What this task involves. Reproduce the article below on the City Logistics sale word for word, starting at "PepsiCo occupies one" and stopping after "closed in 2017.".

Quoted text.
===

Clarion Partners has paid $85.5 million, on behalf of an unnamed client, for City Logistics, a two-building, 300,786-square-foot complex on the southeastern outskirts of Charm City. Baltimore-based developer MRP Industrial sold the complex at 1201 South Caton Avenue, which it completed in 2023. The Business Journals first reported the news. MRP Industrial is an affiliate of D.C.-based MRP Realty.
PepsiCo occupies one of the buildings that spans about 113,000 square feet, for which it was purpose-built in late 2022. Carlisle Architectural Metals takes up about 109,000 square feet in the second building, with about 80,000 square feet vacant, according to MRP’s website. MRP acquired the property for redevelopment in 2021 from the Archdiocese of Baltimore for $18 million, as it had previously been the home of the all-girls Seton Keough High School, which closed in 2017.
A spokesperson for Clarion declined to comment about the most recent purchase, while a representative for MRP did not immediately respond to a request for comment.
The deal isn’t the only one involving both Clarion and MRP in the Baltimore region as of late. The two firms together purchased 63 acres from beer brewer Guinness’ parent company Diageo in February for about $36 million in a sale-leaseback deal. The land is adjacent to the Guinness Open Gate Brewery, less than five miles south of the City Logistics site.
Clarion was also involved, if only tangentially, in the heavily discounted sale of a Downtown Washington, D.C., office building last year. Douglas Development in August paid just $34.5 million for The Portrait Building, an eight-story property near the National Portrait Gallery, from Voya Investment Management. That’s a far cry from the $98.5 million Clarion paid for the property back in 2013. But Clarion had taken out a $41 million refinancing loan from Voya in 2020, on which it defaulted and transferred the property to Voya last May.

===

Extracted records.
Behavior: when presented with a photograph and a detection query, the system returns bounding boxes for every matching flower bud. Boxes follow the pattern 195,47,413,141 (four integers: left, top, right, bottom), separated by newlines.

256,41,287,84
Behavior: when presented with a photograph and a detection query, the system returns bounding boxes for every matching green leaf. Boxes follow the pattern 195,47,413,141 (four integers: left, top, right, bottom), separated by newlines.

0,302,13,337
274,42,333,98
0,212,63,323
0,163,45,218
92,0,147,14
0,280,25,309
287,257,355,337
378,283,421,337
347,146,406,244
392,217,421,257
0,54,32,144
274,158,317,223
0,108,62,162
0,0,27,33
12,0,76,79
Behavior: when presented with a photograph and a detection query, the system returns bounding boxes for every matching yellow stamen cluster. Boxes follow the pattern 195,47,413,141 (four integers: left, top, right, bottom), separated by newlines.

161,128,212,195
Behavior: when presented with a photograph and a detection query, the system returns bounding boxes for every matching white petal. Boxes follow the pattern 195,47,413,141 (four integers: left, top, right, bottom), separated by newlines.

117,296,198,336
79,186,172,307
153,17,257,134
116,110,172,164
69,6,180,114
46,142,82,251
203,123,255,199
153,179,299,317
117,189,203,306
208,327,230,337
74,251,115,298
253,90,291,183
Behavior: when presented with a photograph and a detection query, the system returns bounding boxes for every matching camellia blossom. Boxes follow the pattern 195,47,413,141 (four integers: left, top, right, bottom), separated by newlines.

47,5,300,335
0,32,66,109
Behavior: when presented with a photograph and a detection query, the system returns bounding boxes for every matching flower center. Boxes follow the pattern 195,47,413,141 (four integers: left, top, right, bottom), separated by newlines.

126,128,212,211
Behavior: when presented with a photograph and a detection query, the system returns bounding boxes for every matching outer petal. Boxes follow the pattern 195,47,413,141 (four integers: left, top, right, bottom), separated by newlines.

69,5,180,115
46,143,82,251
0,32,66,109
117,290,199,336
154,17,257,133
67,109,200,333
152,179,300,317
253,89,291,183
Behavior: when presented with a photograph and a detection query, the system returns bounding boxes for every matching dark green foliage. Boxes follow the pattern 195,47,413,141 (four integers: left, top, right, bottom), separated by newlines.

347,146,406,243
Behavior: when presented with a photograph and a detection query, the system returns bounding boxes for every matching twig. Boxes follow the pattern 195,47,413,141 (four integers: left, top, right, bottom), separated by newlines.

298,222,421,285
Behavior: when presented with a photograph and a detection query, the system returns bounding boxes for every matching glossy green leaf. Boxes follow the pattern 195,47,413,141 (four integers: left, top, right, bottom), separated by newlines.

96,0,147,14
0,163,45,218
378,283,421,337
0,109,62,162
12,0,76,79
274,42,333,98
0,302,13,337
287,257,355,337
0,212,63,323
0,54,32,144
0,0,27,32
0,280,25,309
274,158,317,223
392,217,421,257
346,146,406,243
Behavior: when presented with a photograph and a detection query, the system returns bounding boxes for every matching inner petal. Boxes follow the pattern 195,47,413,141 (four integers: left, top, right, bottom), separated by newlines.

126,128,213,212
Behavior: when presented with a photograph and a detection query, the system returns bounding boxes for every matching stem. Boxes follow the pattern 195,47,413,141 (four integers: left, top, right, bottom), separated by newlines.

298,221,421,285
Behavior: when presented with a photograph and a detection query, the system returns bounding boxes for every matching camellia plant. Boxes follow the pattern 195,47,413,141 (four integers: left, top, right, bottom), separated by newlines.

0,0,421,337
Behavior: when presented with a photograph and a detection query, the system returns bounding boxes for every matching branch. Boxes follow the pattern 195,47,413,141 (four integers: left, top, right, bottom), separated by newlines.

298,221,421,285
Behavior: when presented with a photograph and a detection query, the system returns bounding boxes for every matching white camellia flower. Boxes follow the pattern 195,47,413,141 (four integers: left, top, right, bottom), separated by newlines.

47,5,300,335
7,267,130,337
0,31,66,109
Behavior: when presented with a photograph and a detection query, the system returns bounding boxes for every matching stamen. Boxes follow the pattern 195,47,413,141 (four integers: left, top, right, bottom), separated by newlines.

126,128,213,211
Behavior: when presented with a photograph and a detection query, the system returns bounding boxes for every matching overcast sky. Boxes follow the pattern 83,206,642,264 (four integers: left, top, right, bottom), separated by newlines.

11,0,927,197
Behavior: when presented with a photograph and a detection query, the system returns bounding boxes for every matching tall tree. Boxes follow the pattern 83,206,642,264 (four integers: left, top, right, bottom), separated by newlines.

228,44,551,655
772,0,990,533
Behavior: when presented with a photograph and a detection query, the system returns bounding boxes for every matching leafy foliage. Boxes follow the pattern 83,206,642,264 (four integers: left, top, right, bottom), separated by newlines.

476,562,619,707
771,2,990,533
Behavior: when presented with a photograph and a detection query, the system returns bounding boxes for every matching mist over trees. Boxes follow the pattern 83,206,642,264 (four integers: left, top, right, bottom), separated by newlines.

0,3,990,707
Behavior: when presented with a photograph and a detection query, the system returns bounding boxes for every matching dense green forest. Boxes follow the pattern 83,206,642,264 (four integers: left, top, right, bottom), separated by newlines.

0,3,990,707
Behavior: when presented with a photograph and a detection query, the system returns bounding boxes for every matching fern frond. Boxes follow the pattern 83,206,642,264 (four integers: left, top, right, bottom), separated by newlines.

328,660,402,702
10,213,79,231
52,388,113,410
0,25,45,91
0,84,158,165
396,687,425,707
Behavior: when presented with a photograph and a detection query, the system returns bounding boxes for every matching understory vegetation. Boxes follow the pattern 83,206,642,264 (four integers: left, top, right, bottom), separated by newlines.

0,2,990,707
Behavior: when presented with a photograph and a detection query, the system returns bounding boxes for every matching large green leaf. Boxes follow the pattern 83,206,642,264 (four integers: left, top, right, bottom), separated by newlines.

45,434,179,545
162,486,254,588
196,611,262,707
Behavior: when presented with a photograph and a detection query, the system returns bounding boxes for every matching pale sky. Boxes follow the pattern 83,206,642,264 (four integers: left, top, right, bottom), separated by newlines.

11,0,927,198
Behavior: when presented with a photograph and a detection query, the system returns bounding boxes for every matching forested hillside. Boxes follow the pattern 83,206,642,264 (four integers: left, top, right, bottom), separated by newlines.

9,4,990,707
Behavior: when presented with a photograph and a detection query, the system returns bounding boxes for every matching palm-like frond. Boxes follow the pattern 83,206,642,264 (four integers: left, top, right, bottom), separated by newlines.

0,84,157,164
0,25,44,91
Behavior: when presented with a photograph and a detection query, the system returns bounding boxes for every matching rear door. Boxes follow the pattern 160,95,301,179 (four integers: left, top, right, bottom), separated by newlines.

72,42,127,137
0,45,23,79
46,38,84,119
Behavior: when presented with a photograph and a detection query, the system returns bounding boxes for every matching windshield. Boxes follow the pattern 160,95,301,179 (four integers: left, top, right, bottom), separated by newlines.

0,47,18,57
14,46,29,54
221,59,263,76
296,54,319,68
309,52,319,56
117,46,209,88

===

Response.
PepsiCo occupies one of the buildings that spans about 113,000 square feet, for which it was purpose-built in late 2022. Carlisle Architectural Metals takes up about 109,000 square feet in the second building, with about 80,000 square feet vacant, according to MRP’s website. MRP acquired the property for redevelopment in 2021 from the Archdiocese of Baltimore for $18 million, as it had previously been the home of the all-girls Seton Keough High School, which closed in 2017.